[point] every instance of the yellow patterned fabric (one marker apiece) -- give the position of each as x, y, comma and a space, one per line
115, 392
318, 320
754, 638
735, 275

==

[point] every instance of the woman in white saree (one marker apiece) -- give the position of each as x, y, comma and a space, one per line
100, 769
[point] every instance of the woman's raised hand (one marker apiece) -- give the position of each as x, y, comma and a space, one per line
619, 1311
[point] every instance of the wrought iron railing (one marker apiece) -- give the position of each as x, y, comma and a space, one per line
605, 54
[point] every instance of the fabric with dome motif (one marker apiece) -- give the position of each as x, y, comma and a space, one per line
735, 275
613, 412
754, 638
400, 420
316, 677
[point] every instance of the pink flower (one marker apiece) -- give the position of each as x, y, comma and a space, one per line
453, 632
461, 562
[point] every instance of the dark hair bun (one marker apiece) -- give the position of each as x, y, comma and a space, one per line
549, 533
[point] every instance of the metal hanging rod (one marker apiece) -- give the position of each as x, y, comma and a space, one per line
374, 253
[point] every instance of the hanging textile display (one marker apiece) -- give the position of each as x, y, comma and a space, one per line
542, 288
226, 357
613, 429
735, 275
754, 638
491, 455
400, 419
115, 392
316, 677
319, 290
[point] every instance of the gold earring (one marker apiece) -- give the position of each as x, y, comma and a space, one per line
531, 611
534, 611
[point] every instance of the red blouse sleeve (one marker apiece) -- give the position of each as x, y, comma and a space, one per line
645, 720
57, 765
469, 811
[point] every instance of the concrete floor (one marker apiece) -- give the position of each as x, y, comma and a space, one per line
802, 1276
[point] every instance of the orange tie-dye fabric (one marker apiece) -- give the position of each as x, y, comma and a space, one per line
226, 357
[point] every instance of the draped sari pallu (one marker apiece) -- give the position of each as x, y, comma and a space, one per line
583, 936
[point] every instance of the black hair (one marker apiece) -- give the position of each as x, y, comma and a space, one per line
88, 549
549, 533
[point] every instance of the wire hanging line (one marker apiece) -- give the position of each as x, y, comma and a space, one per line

* * *

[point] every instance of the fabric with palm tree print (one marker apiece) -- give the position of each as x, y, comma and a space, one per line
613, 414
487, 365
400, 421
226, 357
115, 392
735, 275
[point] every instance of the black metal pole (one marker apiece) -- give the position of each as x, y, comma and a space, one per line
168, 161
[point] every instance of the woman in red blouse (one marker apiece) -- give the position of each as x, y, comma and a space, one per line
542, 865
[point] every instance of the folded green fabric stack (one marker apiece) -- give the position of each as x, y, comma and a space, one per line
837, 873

▶ _Written task_
Pull out each line of the records that contains the word "metal", and copy every one of those lines.

▶ _The answer_
[point] every instance of the metal hanging rod (one marker apiece) -- give the position of each as x, y, comma and a space, one per line
[point] every instance of the black metal pole (one marker apiece) -- give the position of each as x, y, comma and a space, one per line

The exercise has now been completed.